## TEXT PROVIDED
*** Begin section ***
Ah Long spread tentacles nationwide


JOHOR BARU: A major illegal moneylending syndicate targeting gambling addicts and businessmen whose ventures became vulnerable due to the Covid-19 pandemic has been uncovered by the police.

From anti-loan shark crackdowns, police discovered that the syndicate operates not only throughout the country, including Sabah and Sarawak, but has links across the Causeway.

Johor police chief Comm Datuk Ayob Khan Mydin Pitchay said within the first eight months of this year, state police had opened 398 investigation papers on Ah Long activities.A task force has also been created to track down and arrest all those involved in such illegal business.

“Between Aug 15 and Aug 23, police arrested 12 suspects in a series of raids here in Batu Pahat, as well as in Kuala Lumpur and Selangor, ” Comm Ayob said during a press conference at the state police headquarters yesterday.

Those arrested are aged between 23 and 46, and they are being investigated under the Money Lending Act 1951, Sections 427,435 and 436 of the Penal Code, as well as the Prevention of Crime Act (Poca).

“This syndicate targets Malaysians working in Singapore who made their loan applications online.

Putting a face to the crime: Comm Ayob showing photos of loan sharks during a press conference at the state police headquarters in Johor Baru. — THOMAS YONG/The StarPutting a face to the crime: Comm Ayob showing photos of loan sharks during a press conference at the state police headquarters in Johor Baru. — THOMAS YONG/The Star

“Most of those who borrowed money are gambling addicts, while others borrowed money for businesses. When they could not repay their loans, the loan sharks would harass them and their families.
*** End section ***
## MATERIAL SUPPLIED
*** Begin section ***
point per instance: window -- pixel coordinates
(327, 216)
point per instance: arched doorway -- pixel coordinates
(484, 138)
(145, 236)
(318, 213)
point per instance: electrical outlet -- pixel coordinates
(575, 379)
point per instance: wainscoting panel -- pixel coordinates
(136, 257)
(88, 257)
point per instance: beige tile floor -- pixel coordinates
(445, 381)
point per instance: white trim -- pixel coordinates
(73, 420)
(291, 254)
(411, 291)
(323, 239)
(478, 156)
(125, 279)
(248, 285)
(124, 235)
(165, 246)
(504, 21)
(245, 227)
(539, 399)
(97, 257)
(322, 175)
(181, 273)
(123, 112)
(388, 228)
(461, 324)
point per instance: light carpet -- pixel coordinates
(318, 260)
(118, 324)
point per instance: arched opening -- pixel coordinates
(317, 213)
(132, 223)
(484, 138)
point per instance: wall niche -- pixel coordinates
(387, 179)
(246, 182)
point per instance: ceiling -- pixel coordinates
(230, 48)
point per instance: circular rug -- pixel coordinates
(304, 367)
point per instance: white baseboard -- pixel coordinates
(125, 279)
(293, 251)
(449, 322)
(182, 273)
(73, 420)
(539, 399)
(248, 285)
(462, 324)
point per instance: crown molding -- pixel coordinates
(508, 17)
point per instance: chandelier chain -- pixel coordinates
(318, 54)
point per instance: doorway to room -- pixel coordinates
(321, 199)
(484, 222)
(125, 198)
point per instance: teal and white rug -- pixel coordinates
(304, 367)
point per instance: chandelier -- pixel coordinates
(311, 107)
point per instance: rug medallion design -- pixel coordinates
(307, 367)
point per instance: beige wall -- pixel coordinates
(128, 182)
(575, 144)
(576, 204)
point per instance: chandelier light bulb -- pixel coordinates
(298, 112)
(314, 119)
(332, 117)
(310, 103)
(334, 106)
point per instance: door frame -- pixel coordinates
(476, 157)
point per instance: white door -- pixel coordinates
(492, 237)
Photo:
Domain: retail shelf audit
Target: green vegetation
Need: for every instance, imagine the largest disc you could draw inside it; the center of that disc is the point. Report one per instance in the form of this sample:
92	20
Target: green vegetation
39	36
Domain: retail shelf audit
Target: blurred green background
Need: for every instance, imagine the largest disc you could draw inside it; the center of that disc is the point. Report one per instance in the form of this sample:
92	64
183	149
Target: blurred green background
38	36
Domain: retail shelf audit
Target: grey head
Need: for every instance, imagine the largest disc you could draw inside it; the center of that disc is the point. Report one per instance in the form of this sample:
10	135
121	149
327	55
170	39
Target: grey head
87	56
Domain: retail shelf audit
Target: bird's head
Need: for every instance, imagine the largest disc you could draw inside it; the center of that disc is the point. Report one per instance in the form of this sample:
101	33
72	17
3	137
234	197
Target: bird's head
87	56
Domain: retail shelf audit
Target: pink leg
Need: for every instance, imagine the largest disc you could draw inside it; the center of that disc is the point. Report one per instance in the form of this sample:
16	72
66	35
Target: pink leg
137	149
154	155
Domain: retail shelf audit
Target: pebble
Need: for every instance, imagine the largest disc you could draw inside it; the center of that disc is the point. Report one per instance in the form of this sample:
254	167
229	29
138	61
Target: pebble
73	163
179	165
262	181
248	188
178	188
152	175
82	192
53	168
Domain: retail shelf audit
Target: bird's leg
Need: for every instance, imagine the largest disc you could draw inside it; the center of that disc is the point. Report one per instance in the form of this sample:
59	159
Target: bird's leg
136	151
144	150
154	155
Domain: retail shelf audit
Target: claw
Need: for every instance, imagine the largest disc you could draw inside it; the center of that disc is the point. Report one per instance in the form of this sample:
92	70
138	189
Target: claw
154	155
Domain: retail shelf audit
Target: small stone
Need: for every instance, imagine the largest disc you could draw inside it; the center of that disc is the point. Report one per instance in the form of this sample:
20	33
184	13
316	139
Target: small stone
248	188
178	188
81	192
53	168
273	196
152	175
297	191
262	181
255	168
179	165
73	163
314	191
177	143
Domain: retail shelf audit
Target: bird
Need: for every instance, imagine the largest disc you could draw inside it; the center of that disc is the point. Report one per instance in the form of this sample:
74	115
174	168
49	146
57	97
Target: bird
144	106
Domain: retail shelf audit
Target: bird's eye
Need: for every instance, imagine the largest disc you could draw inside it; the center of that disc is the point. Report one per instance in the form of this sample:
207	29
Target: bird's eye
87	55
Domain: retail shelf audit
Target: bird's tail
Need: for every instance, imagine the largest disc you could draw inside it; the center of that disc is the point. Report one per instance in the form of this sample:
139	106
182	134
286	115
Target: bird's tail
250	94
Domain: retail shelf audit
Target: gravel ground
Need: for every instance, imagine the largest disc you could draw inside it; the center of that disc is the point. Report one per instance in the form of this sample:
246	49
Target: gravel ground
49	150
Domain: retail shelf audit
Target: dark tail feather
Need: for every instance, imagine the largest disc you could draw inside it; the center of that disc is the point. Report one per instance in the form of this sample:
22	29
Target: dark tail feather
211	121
*** End section ***
## TASK STATEMENT
Continue the news report on the Johor loan shark syndicate from where it ends.

## TASK ANSWER
“The loan sharks even forced borrowers to do the dirty job of harassing, such as throwing paint and Molotov cocktails at people’s houses.

“If the borrowers do the job given to them, then the loan sharks will give them some discounts on their loan amount, ” said Comm Ayob.

He added that the loan sharks would also record such acts on video before sending it as a warning to delinquent borrowers.

During one raid, he said, the suspects were caught burning mobile phones and SIM cards to prevent the police from confiscating them.

Comm Ayob said during the raids, police seized 14 laptops, 52 mobile phones, 43 SIM cards, five cars, five external hard disks, four transparent plastic bags filled with red paint, two bottles of red paint and a central processing unit.

He urged the Malaysian Communications and Multimedia Commission to investigate mobile phone shops that sell SIM cards in large quantities without registering the buyers.